TEXT -
Tipps für Paare: Als Paar solle man versuchen, in herausfordernden Zeiten toleranter miteinander umzugehen. Menschen würden unter Belastung in einem Reiz-Reaktionsmuster und nicht überlegt reagieren. „Sollten hierbei Grenzen überschritten werden und Verletzungen passieren, ist es wichtig diese nicht zu übergehen sondern zu gegebener Zeit zu bearbeiten“, so Zajec und Hahn. In akuten Stresssituationen könnten dann zum Beispiel Auszeiten helfen. „Wer diese im Streit beantragt, sollte im Anschluss wieder auf den anderen zugehen“, erklären sie die Regeln. Während dieser Auszeiten sollte man versuchen sich selbst zu beruhigen, sich zu entspannen und ein Wohlgefühl zu schaffen. Nicht zuletzt raten sie dazu, sich anderen Personen anzuvertrauen, zum Beispiel durch einen Anruf Freunden, bei einer Beratungsstelle oder bei der Telefonseelsorge.
Tipps für Familien: „Die Situation ist für alle Neuland“, so die Berater. Mit Kindern könne man kindgerecht über die Krise sprechen und dabei so viel erzählen, wie Kinder selbst zum Thema nachfragen. Feste Rituale, Regeln und Strukturen würden helfen, den begrenzten und neuen Alltag besser zu meistern. Es gelte auch hier, dass Druck zu Verletzung führen kann. Wichtig sei Kinder und Jugendliche ernst zu nehmen und ihnen bei Bedarf emotionale Hilfe zu leisten.

Ausgelesene Dateneinträge -
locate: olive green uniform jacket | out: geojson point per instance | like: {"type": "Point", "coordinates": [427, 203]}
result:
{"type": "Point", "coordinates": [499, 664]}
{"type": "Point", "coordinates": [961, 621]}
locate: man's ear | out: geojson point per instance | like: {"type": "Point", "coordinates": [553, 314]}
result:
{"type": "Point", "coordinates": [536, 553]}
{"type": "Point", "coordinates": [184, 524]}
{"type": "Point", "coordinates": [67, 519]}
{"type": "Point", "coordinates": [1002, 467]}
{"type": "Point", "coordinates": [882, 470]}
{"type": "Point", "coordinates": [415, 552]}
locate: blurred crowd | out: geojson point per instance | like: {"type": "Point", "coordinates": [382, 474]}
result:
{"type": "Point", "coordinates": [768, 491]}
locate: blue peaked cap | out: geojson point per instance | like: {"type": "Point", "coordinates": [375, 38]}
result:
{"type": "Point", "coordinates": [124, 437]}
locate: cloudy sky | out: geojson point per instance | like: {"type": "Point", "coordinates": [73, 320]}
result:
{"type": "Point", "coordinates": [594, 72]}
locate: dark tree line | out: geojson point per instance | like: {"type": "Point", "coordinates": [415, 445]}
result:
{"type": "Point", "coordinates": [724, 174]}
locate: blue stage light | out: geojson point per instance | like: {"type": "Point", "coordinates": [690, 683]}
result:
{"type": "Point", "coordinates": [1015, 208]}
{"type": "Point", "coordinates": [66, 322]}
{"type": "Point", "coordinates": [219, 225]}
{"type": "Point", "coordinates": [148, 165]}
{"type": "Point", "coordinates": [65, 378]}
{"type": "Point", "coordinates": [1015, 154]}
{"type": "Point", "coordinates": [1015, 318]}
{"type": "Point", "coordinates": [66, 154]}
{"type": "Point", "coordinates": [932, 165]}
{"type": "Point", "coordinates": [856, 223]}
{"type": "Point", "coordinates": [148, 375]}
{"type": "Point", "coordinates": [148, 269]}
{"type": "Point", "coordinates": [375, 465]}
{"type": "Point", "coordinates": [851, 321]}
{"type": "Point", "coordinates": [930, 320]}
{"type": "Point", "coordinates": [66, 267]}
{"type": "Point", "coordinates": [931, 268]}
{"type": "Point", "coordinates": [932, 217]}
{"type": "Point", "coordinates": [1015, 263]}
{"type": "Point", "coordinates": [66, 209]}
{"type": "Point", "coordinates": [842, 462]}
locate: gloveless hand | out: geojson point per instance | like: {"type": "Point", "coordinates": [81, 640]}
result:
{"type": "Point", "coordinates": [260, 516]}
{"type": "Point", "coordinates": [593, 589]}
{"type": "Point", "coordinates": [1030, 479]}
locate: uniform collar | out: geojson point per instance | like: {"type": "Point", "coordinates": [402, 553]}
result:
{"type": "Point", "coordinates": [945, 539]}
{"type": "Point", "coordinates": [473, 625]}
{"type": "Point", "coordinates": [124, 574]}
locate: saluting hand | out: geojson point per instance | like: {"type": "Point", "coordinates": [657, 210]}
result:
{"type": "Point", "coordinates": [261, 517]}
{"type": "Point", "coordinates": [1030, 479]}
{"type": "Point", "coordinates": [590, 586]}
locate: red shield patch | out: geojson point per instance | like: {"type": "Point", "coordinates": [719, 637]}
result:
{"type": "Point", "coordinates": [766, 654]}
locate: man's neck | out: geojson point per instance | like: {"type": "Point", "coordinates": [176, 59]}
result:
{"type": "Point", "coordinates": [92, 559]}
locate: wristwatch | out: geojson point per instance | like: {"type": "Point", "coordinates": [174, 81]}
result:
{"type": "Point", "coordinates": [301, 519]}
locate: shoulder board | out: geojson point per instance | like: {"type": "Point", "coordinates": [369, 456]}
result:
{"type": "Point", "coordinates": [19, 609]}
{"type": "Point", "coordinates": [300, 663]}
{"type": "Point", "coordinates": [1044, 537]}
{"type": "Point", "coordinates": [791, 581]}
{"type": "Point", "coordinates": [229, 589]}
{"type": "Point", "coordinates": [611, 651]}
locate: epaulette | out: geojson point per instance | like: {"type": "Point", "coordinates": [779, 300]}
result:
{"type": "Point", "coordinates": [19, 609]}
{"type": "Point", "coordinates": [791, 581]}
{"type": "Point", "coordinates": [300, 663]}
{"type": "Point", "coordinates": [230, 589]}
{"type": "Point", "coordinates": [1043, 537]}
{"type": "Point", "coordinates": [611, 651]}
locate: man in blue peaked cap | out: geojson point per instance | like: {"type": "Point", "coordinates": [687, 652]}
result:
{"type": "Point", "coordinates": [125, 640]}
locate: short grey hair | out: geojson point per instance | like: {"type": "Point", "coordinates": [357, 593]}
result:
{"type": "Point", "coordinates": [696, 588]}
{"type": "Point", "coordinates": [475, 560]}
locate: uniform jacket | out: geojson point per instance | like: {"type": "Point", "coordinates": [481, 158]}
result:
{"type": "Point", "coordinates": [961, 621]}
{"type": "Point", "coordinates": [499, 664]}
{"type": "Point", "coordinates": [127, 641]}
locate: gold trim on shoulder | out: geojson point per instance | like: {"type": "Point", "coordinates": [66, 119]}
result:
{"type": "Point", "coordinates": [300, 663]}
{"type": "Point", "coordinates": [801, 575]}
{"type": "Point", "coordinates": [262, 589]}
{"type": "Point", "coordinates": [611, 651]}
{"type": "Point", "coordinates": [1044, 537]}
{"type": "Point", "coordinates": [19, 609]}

AUFGABE 1 - Schreib aus dem Text mit Tipps für Paare und Familien den Teil wortgetreu ab, der mit den Worten „Tipps für Familien: „Die“ anfängt und mit „Hilfe zu leisten.“ aufhört.
AUFGABE 2 -
Beantworte kurz diese Fragen zum Text mit Tipps für Paare und Familien:
(a) Was kann Paaren in akuten Stresssituationen helfen?
(b) Bei wem kann man sich laut dem Text zum Beispiel anvertrauen?
(c) Was hilft Familien dabei, den begrenzten und neuen Alltag besser zu meistern?
AUFGABE 3 - Schreib den Text mit Tipps für Paare und Familien weiter, und zwar ab der Stelle, an der er aufhört.
Das Material ist dafür ohne Bedeutung.

DEINE ANTWORT 1 -
Tipps für Familien: „Die Situation ist für alle Neuland“, so die Berater. Mit Kindern könne man kindgerecht über die Krise sprechen und dabei so viel erzählen, wie Kinder selbst zum Thema nachfragen. Feste Rituale, Regeln und Strukturen würden helfen, den begrenzten und neuen Alltag besser zu meistern. Es gelte auch hier, dass Druck zu Verletzung führen kann. Wichtig sei Kinder und Jugendliche ernst zu nehmen und ihnen bei Bedarf emotionale Hilfe zu leisten.

DEINE ANTWORT 2 -
(a) Auszeiten.
(b) Bei Freunden (durch einen Anruf), bei einer Beratungsstelle oder bei der Telefonseelsorge.
(c) Feste Rituale, Regeln und Strukturen.

DEINE ANTWORT 3 -
Beratungsstelle: Die Psychologische Beratungsstelle für Ehe-, Familien- und Lebensfragen in der Kanzleigasse 30 in Villingen feierte im vergangenen Jahr 50-jähriges Bestehen. Rund 1500 psychologische Beratungsgespräche finden hier jedes Jahr statt. Etwa 60 Prozent davon sind Einzelberatungen und 40 Prozent Paarberatungen. 60 Minuten nehmen sich die Mitarbeiter für Einzelgespräche Zeit, bei Paaren sind es 90 Minuten. Aktuelle Informationen und die aktuellen Telefonnummern der Mitarbeiter, werden immer auf der Internetseite www.efl-villingen.de veröffentlicht. Emil Zajec aus Bad Dürrheim ist 49 Jahre alt. Seit acht Jahren leitet er die Villinger Beratungsstelle. Claudia Hahn ist 46 Jahre alt und kommt aus Rottweil. Sie ist seit fünf Jahren Teil des Beratungsteams. Beide haben einen pädagogischen Grundberuf und zudem eine mehrjährige Ausbildung in Einzel-, Paar- und Familientherapie abgeschlossen.